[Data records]

=== Section Start ===

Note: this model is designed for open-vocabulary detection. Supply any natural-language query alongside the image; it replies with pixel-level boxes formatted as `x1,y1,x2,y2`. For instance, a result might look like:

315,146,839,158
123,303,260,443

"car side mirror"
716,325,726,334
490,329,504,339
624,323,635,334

=== Section End ===

» **TASK BRIEF**
Every entry above needs to be duplicated exactly.

» **ANSWER BELOW**
Note: this model is designed for open-vocabulary detection. Supply any natural-language query alongside the image; it replies with pixel-level boxes formatted as `x1,y1,x2,y2`. For instance, a result might look like:

315,146,839,158
123,303,260,443

"car side mirror"
716,325,726,334
490,329,504,339
624,323,635,334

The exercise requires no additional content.